### PROVIDED PASSAGE
▶

Follow the Anti-scraping protections course in Apify Academy for a complete guide with the latest tips & tricks.
Some websites adopt anti-scraping protections. However, sometimes it is still reasonable and fair (and based on a recent US court ruling also legit) to extract data from them. In this article, we will go through the most commonly used anti-scraping protection techniques and show you how to bypass them.
There are four main categories of anti-scraping tools:
IP detection
IP rate limiting
Browser detection
Tracking user behavior
Anti-scraping protections based on IP detection
Some protection techniques deny access to their content based on your IP address location. They just want to show their content to users from given countries.
Other protection techniques block access based on the IP range your address belongs to. This kind of anti-scraping protection usually aims at reducing the amount of non-human traffic. For instance, websites will deny access to IP ranges of Amazon Web Services and other commonly known ranges. It can often be easily bypassed by the use of a proxy server.
On the Apify platform, you can use our pool of proxy servers based in the United States, you can ask us to provide you with a custom dedicated pool from the countries you need, or you can use your own proxy servers from services like Oxylabs or Bright Data (formerly Luminati).
Anti-scraping protections based on IP rate limiting
The second most common anti-scraping protection technique is to limit access based on the number of requests made from a single IP address in a certain period of time.
This kind of anti-scraping protection can be either manual (meaning a human is checking logs, and if they see large volumes of traffic from the same IP address, they block it) or automatic.
For example, for google.com, you can typically make only around 300 requests per day, and if you reach this limit, you will run into a CAPTCHA instead of search results. Another example could be a website that allows ten requests per minute and throws an error for anything above this threshold. These anti-scraping protection techniques can be temporary or permanent.
There are two ways to work around rate limiting. One option is to limit the maximum concurrency, and possibly even introduce delays (after reaching concurrency 1) in execution, to make the crawling process slower. The second option is to use proxy servers and rotate IP addresses after a certain number of requests.
To lower the concurrency, when using our SDK, pass the maxConcurrency
option to the Crawler setup. If you use scrapers from our Store, then you can usually set the maximum concurrency in the input. If even maxConcurrency: 1
is too fast, you can add some delays but it is pretty rare.
Here is how you can do it in Web Scraper.
async function pageFunction(context) {
// Just wait 5 seconds on each page
await context.waitFor(5000);
// Do your scraping...
}
With an Apify Actor, you can use promises to introduce delays before execution using the sleep() function from the Apify SDK as follows:
const Apify = require('apify');
Apify.main(async () => {
await Apify.utils.sleep(10 * 1000);
// Any code bellow will be delayed by 10 seconds...
});
To use the second method and rotate proxy servers in your Apify Actor or task, you can just pass the proxyConfiguration
either to the input or the Crawler class setup.

◀

### STORED ROWS
▶

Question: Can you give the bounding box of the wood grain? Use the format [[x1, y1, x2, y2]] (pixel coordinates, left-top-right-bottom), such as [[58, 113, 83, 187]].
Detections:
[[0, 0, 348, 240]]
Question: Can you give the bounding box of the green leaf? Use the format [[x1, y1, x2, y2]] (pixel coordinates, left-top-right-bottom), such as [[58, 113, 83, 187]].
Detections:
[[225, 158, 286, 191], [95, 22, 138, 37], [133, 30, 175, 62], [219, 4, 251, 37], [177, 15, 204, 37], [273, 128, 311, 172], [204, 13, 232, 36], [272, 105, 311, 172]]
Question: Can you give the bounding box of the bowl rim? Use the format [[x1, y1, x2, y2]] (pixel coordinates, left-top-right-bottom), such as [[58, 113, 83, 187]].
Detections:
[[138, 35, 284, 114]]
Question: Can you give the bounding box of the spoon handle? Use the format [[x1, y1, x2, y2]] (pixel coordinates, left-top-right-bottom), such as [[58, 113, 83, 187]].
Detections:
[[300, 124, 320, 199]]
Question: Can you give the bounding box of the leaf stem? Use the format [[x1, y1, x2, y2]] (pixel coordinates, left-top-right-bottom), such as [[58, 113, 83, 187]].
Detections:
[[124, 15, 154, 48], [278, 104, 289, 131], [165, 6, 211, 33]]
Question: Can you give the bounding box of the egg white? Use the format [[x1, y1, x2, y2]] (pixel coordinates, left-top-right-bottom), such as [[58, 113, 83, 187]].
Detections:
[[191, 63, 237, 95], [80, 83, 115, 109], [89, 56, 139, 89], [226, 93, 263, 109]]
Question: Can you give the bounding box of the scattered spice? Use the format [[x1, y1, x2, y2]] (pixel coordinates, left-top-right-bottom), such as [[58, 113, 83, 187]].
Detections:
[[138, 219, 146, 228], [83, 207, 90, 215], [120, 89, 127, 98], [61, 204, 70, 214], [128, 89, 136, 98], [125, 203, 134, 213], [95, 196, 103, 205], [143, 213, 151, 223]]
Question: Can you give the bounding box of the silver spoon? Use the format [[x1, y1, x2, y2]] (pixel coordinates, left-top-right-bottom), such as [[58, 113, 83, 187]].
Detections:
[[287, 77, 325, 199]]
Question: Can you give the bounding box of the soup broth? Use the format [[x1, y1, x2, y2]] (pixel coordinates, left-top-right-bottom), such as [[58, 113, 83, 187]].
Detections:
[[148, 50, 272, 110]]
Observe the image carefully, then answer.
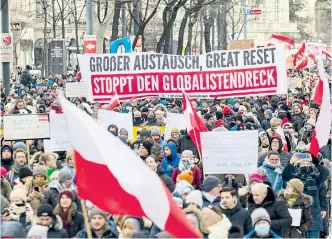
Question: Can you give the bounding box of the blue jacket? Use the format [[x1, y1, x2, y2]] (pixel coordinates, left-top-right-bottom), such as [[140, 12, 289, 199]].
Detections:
[[260, 162, 283, 193], [243, 229, 281, 238], [161, 142, 180, 177]]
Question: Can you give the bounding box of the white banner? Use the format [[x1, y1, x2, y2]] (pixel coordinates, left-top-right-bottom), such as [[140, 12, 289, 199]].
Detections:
[[165, 113, 187, 140], [201, 130, 258, 174], [3, 114, 50, 140], [44, 114, 69, 152], [66, 82, 88, 97], [97, 110, 133, 139]]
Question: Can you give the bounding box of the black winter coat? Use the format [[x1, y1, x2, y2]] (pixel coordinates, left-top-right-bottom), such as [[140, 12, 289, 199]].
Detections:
[[221, 201, 252, 235], [248, 187, 292, 238]]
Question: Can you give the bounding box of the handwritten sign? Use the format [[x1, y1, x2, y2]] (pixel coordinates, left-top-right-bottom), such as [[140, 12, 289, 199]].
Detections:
[[165, 113, 187, 139], [3, 114, 50, 140], [66, 82, 88, 97], [44, 114, 69, 152], [97, 110, 133, 139], [201, 130, 258, 174]]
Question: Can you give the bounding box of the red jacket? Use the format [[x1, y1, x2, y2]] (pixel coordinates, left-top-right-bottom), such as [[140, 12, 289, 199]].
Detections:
[[172, 167, 201, 189]]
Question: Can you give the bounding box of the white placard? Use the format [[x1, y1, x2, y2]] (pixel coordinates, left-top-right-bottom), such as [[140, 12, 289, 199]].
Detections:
[[97, 110, 133, 139], [66, 82, 88, 97], [201, 130, 258, 174], [288, 208, 302, 227], [3, 114, 50, 140], [165, 113, 187, 139], [44, 114, 69, 152]]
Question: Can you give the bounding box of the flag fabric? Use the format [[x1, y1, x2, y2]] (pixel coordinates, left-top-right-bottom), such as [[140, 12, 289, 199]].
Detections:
[[182, 92, 209, 155], [107, 89, 120, 110], [293, 42, 305, 67], [272, 34, 295, 46], [59, 95, 200, 238], [310, 59, 332, 157]]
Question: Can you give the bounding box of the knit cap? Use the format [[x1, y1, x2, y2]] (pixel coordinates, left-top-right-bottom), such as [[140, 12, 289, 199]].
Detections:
[[177, 170, 194, 184], [251, 207, 271, 226], [287, 178, 304, 194], [186, 190, 203, 208], [202, 176, 221, 192]]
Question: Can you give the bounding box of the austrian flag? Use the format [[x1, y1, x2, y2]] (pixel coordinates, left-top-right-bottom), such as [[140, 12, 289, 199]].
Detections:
[[59, 96, 200, 238]]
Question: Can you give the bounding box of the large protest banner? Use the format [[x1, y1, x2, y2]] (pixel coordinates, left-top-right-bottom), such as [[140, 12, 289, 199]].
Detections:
[[201, 130, 258, 174], [78, 44, 287, 102], [3, 114, 50, 140], [97, 110, 133, 139], [44, 114, 69, 152]]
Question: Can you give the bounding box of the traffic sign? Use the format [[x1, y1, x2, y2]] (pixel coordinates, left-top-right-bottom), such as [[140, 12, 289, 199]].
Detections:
[[248, 8, 262, 15], [0, 33, 14, 62], [83, 35, 97, 54]]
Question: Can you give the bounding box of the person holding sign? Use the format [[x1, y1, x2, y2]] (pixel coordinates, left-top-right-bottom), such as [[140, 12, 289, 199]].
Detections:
[[277, 178, 312, 238]]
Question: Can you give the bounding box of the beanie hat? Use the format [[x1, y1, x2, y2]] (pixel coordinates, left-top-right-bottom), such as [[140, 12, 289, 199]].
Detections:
[[223, 106, 231, 115], [89, 207, 107, 221], [28, 225, 48, 239], [59, 190, 74, 201], [214, 119, 225, 128], [9, 187, 27, 202], [20, 167, 33, 179], [150, 126, 161, 136], [141, 140, 153, 154], [33, 162, 46, 176], [202, 176, 221, 192], [139, 129, 151, 138], [171, 128, 180, 135], [186, 190, 203, 208], [37, 203, 54, 217], [249, 173, 264, 185], [13, 142, 27, 151], [59, 168, 73, 183], [177, 170, 194, 184], [251, 207, 271, 226], [287, 178, 304, 194]]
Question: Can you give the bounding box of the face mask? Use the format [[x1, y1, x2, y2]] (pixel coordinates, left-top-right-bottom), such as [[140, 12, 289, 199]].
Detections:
[[255, 224, 270, 236]]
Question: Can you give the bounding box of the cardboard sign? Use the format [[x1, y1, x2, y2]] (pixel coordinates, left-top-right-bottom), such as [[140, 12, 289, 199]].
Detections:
[[3, 114, 50, 140], [66, 82, 88, 97], [230, 39, 255, 50], [78, 44, 287, 103], [44, 114, 69, 152], [97, 110, 133, 139], [201, 130, 258, 174]]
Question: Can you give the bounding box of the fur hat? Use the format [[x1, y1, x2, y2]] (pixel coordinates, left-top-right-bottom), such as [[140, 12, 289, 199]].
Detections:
[[251, 207, 271, 227], [202, 176, 221, 192], [177, 170, 194, 184], [287, 178, 304, 194], [186, 190, 203, 208]]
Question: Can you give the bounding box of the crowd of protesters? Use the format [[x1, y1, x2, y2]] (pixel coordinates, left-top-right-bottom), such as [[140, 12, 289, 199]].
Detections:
[[1, 62, 331, 238]]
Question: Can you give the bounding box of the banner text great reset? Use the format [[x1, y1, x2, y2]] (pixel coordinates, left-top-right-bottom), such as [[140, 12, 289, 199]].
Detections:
[[79, 45, 287, 102]]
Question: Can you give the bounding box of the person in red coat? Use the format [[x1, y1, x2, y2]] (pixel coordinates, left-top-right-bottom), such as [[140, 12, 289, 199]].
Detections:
[[172, 150, 201, 189]]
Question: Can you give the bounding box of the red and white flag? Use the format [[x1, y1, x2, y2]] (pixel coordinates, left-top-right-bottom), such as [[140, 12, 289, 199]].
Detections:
[[107, 89, 120, 110], [59, 96, 200, 238], [182, 92, 209, 155], [310, 59, 332, 157], [272, 34, 295, 46]]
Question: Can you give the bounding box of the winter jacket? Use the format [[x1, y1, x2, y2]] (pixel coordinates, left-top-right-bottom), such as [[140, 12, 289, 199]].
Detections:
[[220, 200, 252, 234], [259, 162, 283, 193], [277, 190, 312, 238], [54, 203, 85, 238], [41, 182, 81, 211], [161, 142, 180, 177], [243, 229, 281, 238], [172, 167, 201, 189], [248, 187, 292, 237], [157, 167, 175, 193]]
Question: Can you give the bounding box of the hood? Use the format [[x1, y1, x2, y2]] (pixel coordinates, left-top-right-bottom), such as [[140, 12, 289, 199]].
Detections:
[[248, 187, 276, 207], [270, 136, 282, 153]]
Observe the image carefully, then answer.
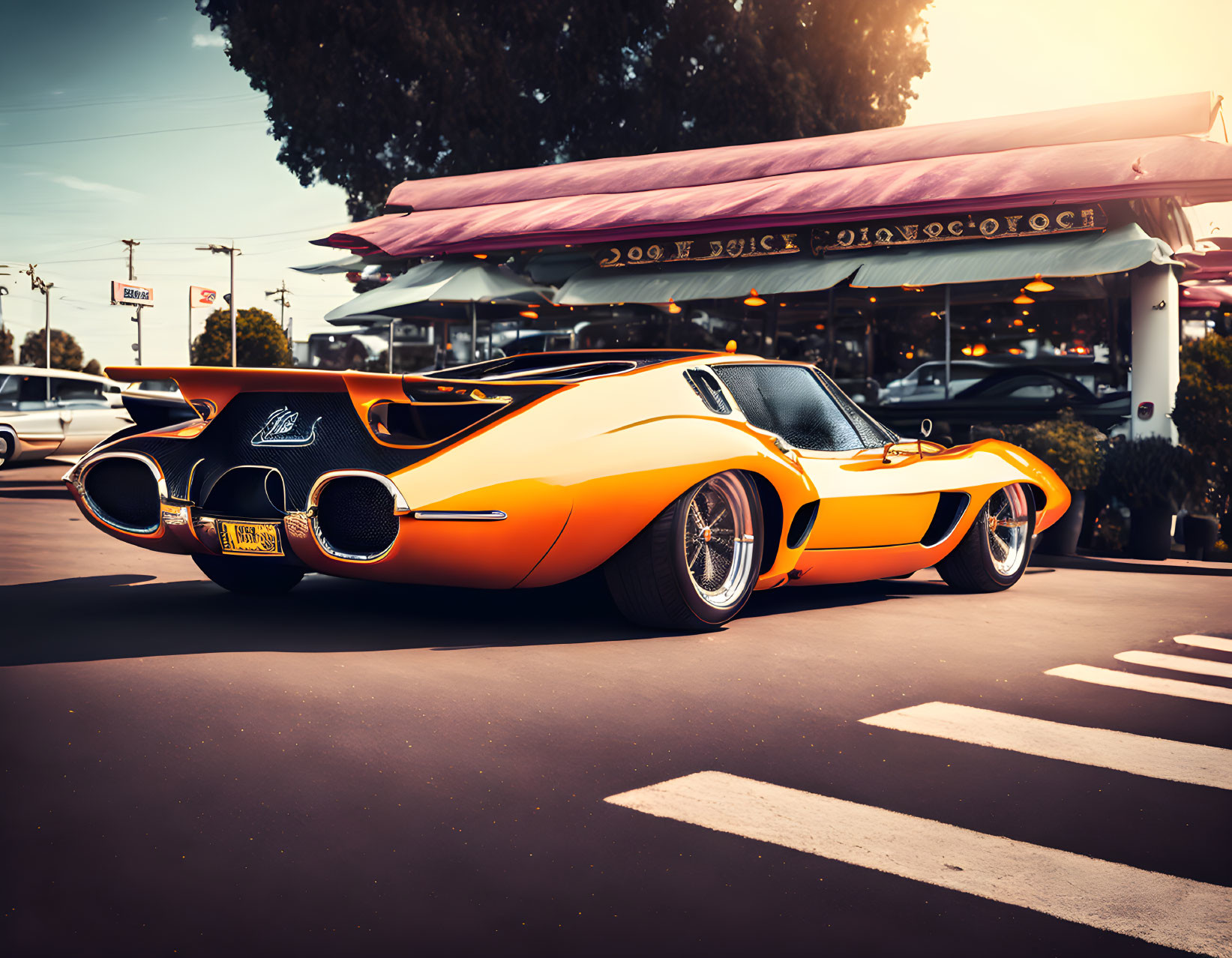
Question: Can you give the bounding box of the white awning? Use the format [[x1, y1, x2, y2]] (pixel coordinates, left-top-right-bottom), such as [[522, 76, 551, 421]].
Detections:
[[851, 223, 1182, 287], [556, 253, 864, 307]]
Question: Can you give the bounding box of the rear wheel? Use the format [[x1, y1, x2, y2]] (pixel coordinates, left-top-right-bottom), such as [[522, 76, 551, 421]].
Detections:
[[192, 554, 304, 596], [937, 483, 1035, 592], [604, 472, 763, 632]]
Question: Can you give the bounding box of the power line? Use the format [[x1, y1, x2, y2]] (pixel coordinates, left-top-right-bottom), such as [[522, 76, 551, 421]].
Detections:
[[0, 119, 266, 149], [0, 94, 262, 113]]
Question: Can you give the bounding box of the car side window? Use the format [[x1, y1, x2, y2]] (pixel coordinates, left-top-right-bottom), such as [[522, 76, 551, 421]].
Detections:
[[13, 376, 46, 410], [711, 364, 865, 452], [52, 377, 107, 409]]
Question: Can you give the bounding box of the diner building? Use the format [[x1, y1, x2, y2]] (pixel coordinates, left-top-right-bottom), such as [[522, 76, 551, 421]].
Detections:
[[305, 92, 1232, 441]]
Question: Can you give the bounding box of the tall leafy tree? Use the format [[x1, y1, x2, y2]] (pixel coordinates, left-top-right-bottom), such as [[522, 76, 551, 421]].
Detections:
[[21, 329, 85, 370], [197, 0, 928, 215], [192, 309, 291, 366]]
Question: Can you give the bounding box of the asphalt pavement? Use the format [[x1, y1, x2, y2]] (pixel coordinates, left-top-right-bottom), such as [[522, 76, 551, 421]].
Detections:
[[0, 464, 1232, 958]]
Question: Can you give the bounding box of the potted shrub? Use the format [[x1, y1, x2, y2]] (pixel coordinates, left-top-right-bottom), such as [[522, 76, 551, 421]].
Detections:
[[1102, 436, 1198, 559], [1006, 409, 1108, 555], [1171, 333, 1232, 558]]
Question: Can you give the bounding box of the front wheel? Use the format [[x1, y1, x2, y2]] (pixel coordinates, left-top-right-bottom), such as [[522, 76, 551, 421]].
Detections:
[[192, 554, 304, 596], [937, 483, 1035, 592], [604, 472, 764, 632]]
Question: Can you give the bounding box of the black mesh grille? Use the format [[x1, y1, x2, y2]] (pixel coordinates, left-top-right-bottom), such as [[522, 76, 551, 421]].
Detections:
[[711, 364, 864, 451], [316, 475, 398, 556], [84, 460, 159, 532]]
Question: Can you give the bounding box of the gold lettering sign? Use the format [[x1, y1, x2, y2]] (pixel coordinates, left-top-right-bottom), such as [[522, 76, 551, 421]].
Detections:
[[812, 203, 1108, 256], [592, 230, 803, 266]]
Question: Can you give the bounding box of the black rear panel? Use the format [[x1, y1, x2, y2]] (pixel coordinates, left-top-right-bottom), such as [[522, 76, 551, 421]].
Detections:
[[111, 385, 550, 511]]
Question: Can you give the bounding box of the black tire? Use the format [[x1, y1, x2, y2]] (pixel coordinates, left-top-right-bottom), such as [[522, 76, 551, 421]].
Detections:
[[604, 472, 764, 632], [937, 483, 1035, 592], [192, 554, 304, 596]]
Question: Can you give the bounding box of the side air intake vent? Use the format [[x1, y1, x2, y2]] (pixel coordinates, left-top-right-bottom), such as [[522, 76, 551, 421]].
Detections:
[[368, 394, 505, 446], [787, 498, 822, 549], [685, 370, 732, 416], [920, 492, 971, 546], [313, 475, 398, 560], [82, 457, 159, 533]]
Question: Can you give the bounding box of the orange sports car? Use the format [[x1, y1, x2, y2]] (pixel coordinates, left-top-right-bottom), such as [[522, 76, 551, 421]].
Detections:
[[65, 350, 1069, 629]]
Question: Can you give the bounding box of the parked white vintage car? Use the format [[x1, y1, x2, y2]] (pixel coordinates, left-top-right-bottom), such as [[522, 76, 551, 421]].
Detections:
[[0, 366, 133, 468]]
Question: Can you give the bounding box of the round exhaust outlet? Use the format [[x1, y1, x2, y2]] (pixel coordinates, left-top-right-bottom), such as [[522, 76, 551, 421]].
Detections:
[[313, 475, 398, 561], [81, 457, 159, 534]]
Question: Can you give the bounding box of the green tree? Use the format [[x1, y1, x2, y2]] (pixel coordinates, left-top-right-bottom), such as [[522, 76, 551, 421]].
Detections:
[[1171, 334, 1232, 513], [192, 309, 291, 366], [21, 329, 85, 370], [196, 0, 928, 215]]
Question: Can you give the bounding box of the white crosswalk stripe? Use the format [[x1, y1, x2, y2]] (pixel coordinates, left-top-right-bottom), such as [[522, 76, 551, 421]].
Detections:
[[606, 772, 1232, 958], [1171, 636, 1232, 651], [860, 702, 1232, 789], [1113, 651, 1232, 678], [1045, 665, 1232, 705]]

◀

### WRITTEN INSTRUCTION 1
For each statement below, say yes or no depending on whether it agrees with the anti-scraping article, and quote the article's words that decide it. (a) Google typically allows only around 300 requests per day before showing a CAPTCHA. (b) Blocking by IP range can rarely be bypassed with a proxy server. (c) Rate-limiting protections are always permanent.
### WRITTEN INSTRUCTION 2
Reproduce the passage of the anti-scraping article starting at "To lower the" and ending at "by 10 seconds...".

### EXERCISE RESULT 1
(a) Yes: "for google.com, you can typically make only around 300 requests per day, and if you reach this limit, you will run into a CAPTCHA instead of search results"
(b) No: "It can often be easily bypassed by the use of a proxy server."
(c) No: "These anti-scraping protection techniques can be temporary or permanent."

### EXERCISE RESULT 2
To lower the concurrency, when using our SDK, pass the maxConcurrency
option to the Crawler setup. If you use scrapers from our Store, then you can usually set the maximum concurrency in the input. If even maxConcurrency: 1
is too fast, you can add some delays but it is pretty rare.
Here is how you can do it in Web Scraper.
async function pageFunction(context) {
// Just wait 5 seconds on each page
await context.waitFor(5000);
// Do your scraping...
}
With an Apify Actor, you can use promises to introduce delays before execution using the sleep() function from the Apify SDK as follows:
const Apify = require('apify');
Apify.main(async () => {
await Apify.utils.sleep(10 * 1000);
// Any code bellow will be delayed by 10 seconds...